─── Records shown

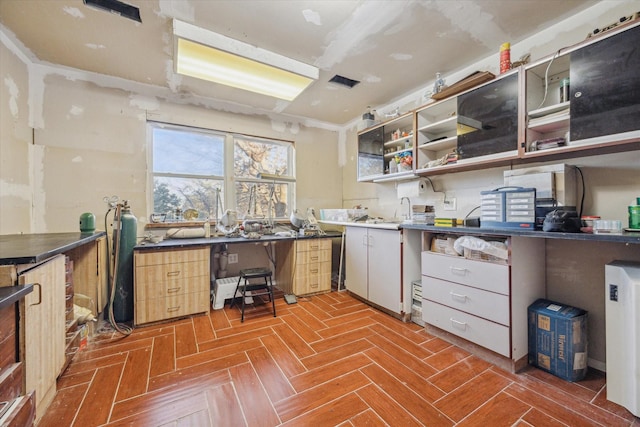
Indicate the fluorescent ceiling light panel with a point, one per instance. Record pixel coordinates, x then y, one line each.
210 56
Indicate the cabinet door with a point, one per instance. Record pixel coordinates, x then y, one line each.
356 261
44 330
385 269
605 86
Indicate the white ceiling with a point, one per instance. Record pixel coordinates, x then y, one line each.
392 47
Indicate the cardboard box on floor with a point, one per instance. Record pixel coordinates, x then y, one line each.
558 339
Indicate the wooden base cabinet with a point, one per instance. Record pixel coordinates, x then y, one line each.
43 326
171 283
304 266
16 408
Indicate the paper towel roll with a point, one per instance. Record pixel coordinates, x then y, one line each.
411 189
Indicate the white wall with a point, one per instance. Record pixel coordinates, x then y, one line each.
15 145
90 142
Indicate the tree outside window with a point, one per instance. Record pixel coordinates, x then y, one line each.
188 172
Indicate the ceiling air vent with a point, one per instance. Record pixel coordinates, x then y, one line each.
117 7
344 81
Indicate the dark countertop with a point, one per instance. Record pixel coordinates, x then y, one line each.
33 248
11 294
625 237
181 243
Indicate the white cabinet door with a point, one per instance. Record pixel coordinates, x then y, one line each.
385 268
356 261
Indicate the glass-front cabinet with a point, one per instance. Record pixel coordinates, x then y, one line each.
585 97
385 151
477 126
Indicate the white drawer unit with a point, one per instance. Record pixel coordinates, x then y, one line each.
480 274
489 305
483 302
483 332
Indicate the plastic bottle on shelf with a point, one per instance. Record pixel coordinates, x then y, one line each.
207 229
505 57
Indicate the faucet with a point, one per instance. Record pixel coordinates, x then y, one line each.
408 214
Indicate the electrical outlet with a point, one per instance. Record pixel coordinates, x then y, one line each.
450 204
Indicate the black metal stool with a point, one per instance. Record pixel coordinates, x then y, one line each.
256 289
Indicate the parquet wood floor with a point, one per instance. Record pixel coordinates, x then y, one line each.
329 360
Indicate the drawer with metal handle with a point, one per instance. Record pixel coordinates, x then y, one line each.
481 303
481 274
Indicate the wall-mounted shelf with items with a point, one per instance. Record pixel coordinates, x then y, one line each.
519 116
385 151
436 134
599 107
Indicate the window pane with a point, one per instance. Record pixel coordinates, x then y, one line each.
187 152
252 157
186 193
255 200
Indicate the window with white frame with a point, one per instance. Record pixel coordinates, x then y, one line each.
210 171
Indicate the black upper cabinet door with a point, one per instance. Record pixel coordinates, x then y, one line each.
605 86
488 118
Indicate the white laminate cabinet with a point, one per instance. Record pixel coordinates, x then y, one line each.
374 267
43 326
483 302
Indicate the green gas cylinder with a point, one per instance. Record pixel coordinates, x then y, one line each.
125 235
87 222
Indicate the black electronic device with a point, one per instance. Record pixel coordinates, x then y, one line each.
562 220
508 207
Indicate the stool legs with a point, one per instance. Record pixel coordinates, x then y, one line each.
268 285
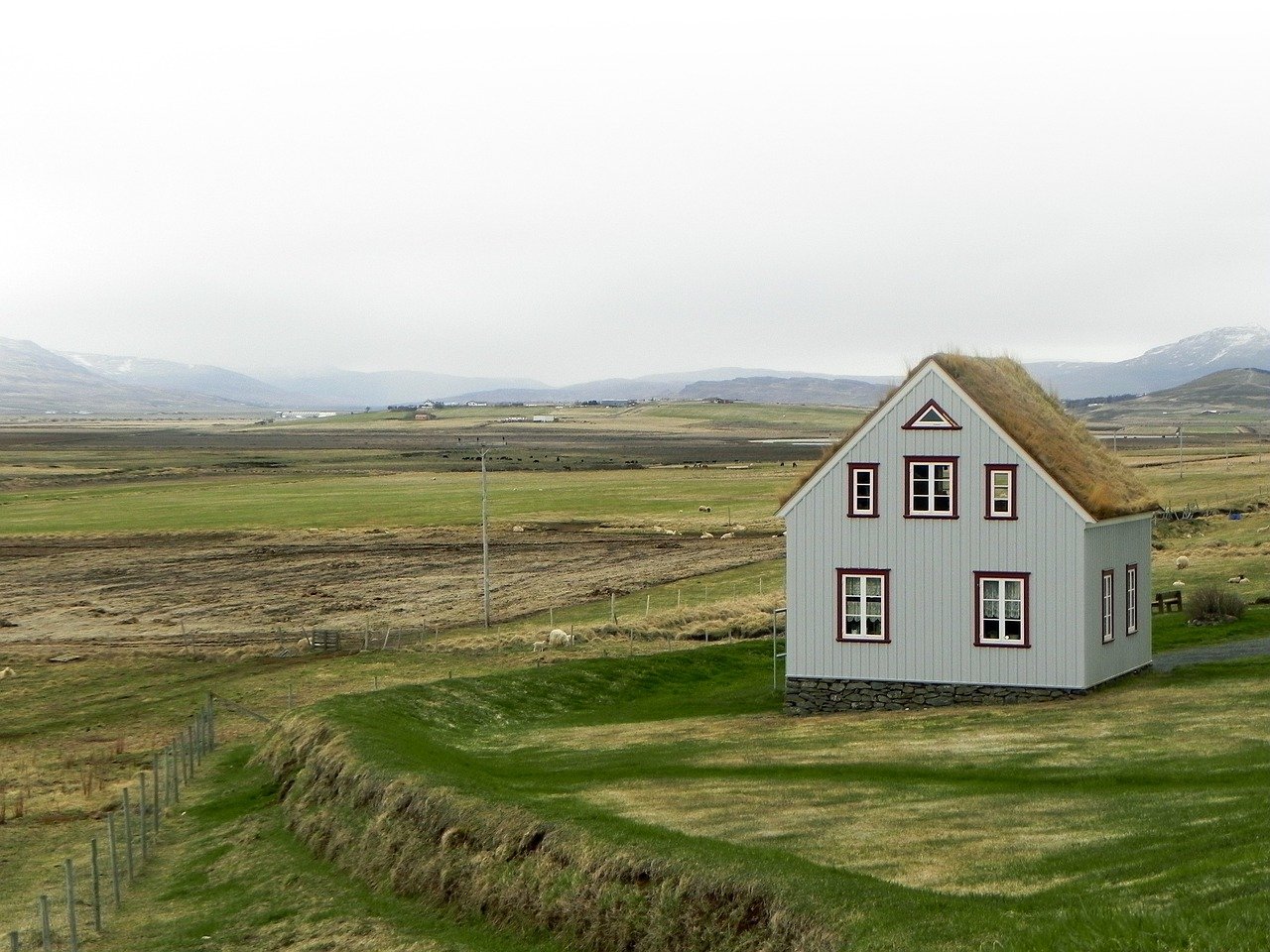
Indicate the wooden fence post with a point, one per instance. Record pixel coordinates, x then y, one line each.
127 834
96 885
114 861
46 929
141 816
154 774
71 921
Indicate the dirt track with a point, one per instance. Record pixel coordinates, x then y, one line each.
238 589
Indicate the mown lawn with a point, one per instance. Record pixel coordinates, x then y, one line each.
1132 819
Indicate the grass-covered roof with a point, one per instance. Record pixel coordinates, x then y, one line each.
1058 442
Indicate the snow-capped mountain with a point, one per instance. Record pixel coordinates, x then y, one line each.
202 380
1161 367
37 381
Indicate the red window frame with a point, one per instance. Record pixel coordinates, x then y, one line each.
910 462
991 470
843 574
1130 599
947 424
1107 606
853 511
1025 613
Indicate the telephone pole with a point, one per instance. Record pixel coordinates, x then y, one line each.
484 532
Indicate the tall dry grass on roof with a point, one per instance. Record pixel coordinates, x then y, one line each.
1058 442
1056 439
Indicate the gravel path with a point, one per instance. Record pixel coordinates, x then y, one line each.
1251 648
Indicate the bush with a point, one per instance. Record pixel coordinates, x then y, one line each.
1213 604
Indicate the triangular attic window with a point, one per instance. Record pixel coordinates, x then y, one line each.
931 416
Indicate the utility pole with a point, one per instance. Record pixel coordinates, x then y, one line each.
484 531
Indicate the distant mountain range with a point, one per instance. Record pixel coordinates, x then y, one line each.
1160 368
1241 390
37 381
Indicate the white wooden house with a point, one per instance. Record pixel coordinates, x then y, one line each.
969 542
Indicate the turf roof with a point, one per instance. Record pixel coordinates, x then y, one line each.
1060 443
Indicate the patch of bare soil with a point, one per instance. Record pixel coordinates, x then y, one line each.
253 588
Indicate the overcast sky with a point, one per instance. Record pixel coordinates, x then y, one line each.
572 190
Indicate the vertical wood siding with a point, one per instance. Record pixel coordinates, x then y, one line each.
1114 546
933 565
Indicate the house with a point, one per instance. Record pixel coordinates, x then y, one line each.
969 542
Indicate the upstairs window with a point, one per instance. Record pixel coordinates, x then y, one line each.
1130 599
1000 488
931 492
1107 606
862 490
931 416
1001 610
864 598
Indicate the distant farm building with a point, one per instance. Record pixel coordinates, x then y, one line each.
969 542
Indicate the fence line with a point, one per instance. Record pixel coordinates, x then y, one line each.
58 918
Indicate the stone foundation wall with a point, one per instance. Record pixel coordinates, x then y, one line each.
804 696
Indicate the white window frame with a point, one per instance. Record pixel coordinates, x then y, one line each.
1130 599
1107 606
856 604
928 499
982 603
1010 474
855 472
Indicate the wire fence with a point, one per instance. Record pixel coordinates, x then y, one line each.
95 883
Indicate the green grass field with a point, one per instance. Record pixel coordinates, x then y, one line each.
1133 819
629 498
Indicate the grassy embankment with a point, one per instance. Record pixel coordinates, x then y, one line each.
1129 819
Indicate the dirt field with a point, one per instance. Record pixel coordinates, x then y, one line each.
255 588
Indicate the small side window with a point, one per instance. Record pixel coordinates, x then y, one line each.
1107 606
862 490
1001 492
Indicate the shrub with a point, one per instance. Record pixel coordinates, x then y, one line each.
1213 604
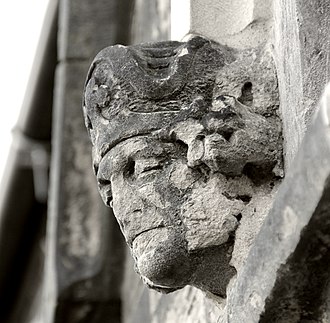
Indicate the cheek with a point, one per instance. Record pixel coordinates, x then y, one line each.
181 176
125 200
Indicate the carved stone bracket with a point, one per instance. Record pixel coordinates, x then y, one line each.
187 149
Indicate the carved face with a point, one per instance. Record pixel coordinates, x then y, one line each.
171 196
178 160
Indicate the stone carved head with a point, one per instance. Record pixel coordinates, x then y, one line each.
182 138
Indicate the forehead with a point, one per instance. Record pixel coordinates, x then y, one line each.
141 147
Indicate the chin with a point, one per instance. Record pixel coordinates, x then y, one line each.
165 265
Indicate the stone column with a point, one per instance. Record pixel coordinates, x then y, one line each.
84 252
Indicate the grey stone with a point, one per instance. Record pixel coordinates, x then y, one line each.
81 231
88 26
179 152
302 47
285 278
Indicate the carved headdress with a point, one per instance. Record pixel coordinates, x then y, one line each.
136 90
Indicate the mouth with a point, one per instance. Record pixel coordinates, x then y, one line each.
132 239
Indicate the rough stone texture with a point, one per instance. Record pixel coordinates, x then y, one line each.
83 230
180 152
302 46
84 248
236 23
150 20
85 27
285 278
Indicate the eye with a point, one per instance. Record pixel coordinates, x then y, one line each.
146 167
130 168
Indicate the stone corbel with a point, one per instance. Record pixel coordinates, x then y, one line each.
187 149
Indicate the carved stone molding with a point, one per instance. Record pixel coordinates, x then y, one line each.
187 149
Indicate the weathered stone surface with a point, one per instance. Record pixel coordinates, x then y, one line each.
151 20
180 155
285 278
81 231
302 49
88 26
236 23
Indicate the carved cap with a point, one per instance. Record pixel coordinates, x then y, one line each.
135 90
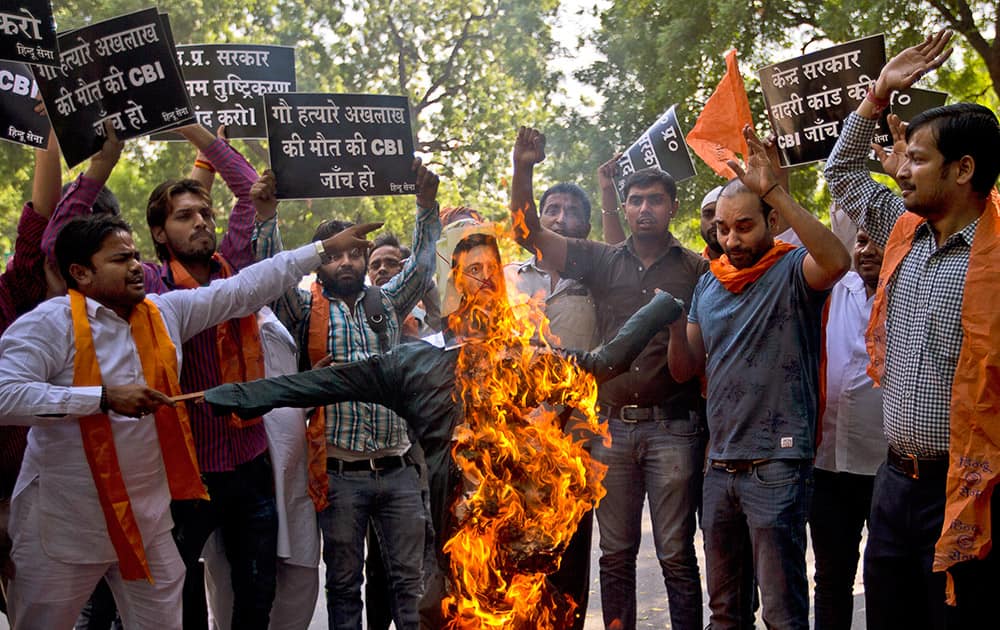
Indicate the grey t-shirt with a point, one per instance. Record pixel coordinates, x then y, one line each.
763 350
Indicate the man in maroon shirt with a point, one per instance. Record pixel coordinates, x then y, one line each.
232 454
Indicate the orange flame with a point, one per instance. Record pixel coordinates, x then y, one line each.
527 483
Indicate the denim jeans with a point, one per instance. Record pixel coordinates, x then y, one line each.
840 509
766 506
391 501
243 505
661 459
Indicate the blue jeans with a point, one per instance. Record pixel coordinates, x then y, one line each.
390 500
767 507
661 459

──────

**Your objective:** Set down the line containing "Indicate the weathered", then every later line through the end of the material, exactly as written; omit any picture.

**Answer box:**
Indicate the weathered stone surface with a point, one per instance. Record pixel coordinates, x then y, one line each.
151 20
180 155
285 278
81 231
302 49
88 26
236 23
Indicate the carved cap with a point, one per instance. Record pixel coordinates, x then y, one line each.
135 90
Indicate the grey t-shirt with a point, one per instance. Record pixel coordinates, x then y, one line each.
763 350
Indicate the man in maroon shirt with a point, one per instance. Record pixel coordinates, x then y, one line each.
232 454
Indicate the orange flame with a point, one per instance. Record pixel coordinates, x then y, one line each.
527 483
Indicate the denim jeans with a point, one per instance. Record pixel coordinates, x then y, one line each.
840 509
766 506
391 501
243 505
661 459
Indicate the blue jeans with a point, one per instance. Record pixel coordinates, x then y, one line each.
390 500
767 507
661 459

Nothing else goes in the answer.